**THE PROBLEM**. Please count the lines in the entries below that include the word "beige", and give only the number.

DATASET: Begin

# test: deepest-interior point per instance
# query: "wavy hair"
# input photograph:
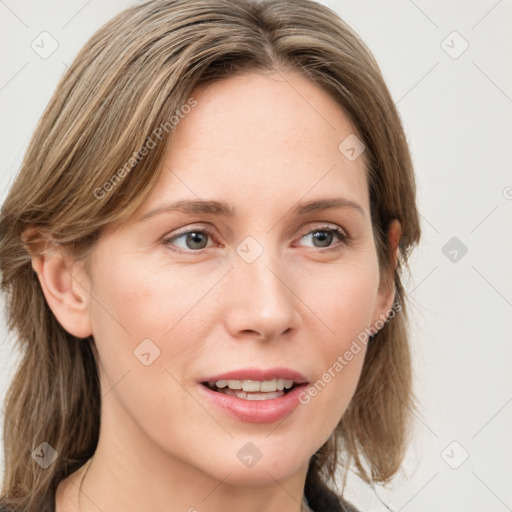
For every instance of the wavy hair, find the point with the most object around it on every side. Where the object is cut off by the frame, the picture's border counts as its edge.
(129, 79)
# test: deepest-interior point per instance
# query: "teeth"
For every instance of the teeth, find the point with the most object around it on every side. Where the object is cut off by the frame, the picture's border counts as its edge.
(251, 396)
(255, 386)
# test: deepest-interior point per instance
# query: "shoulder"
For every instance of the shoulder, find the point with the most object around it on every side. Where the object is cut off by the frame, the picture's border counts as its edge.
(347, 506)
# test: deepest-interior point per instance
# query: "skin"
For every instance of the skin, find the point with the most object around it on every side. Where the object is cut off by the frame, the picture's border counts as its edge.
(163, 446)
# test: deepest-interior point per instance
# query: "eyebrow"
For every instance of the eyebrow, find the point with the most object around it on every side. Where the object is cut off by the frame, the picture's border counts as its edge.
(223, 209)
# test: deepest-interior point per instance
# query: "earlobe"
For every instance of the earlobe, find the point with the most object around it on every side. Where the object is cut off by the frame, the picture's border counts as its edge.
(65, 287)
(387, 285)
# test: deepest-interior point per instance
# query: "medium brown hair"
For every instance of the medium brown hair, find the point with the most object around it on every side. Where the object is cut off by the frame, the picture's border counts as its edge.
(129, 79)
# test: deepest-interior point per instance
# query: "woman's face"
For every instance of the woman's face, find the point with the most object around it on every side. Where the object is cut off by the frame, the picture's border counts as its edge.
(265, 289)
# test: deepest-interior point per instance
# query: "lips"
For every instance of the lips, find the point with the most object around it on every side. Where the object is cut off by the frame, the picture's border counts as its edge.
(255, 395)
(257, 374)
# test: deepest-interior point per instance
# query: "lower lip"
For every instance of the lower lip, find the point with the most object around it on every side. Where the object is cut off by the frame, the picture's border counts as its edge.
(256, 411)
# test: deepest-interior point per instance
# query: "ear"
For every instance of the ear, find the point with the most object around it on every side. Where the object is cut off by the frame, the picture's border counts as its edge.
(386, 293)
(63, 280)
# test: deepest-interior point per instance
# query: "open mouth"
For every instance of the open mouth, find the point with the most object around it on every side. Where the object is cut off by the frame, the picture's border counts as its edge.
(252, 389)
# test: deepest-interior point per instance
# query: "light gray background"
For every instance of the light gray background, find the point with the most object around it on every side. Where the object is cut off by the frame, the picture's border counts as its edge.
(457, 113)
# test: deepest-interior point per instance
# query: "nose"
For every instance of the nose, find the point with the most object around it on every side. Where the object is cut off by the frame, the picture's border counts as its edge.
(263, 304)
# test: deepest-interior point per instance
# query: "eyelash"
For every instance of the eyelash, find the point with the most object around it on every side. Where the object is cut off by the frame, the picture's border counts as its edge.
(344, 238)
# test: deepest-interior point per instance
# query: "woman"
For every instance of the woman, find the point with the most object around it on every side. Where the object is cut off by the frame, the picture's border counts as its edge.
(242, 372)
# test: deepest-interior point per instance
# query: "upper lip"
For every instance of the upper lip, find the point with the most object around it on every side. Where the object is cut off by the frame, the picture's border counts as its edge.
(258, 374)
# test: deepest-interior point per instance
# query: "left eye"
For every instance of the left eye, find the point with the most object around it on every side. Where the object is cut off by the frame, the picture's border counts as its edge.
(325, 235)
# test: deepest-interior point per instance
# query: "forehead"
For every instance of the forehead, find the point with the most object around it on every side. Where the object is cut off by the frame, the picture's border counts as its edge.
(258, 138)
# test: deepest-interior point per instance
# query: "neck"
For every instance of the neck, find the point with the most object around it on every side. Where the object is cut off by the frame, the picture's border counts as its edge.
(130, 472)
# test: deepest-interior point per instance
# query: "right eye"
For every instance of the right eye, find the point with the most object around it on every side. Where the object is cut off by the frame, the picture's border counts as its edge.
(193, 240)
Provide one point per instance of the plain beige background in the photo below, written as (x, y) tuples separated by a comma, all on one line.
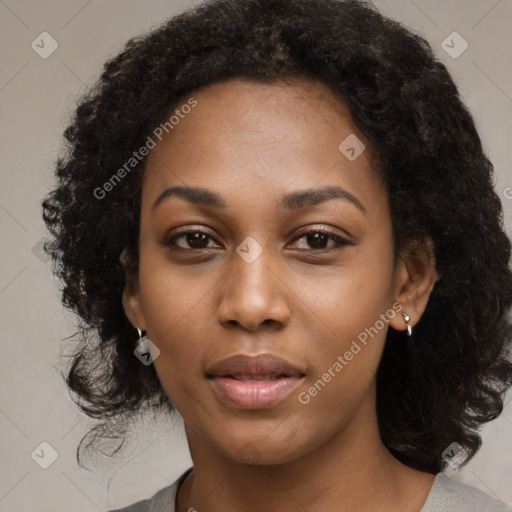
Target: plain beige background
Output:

DATASET: End

**WRITTEN ANSWER**. 2